=== STORED ROWS ===

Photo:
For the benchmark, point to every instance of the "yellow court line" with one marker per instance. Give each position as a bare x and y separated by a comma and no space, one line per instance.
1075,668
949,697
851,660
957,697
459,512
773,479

===

Reproduce the material above verbatim, keeping each line and its order unchanged.

> _EXERCISE ANSWER_:
Photo:
For the benchmark, point to every instance of the "yellow court line" with one marker per instance. Give each position as a bare x and y separated by a comma and no space, one line per instance.
1075,668
949,697
851,660
957,697
459,512
773,479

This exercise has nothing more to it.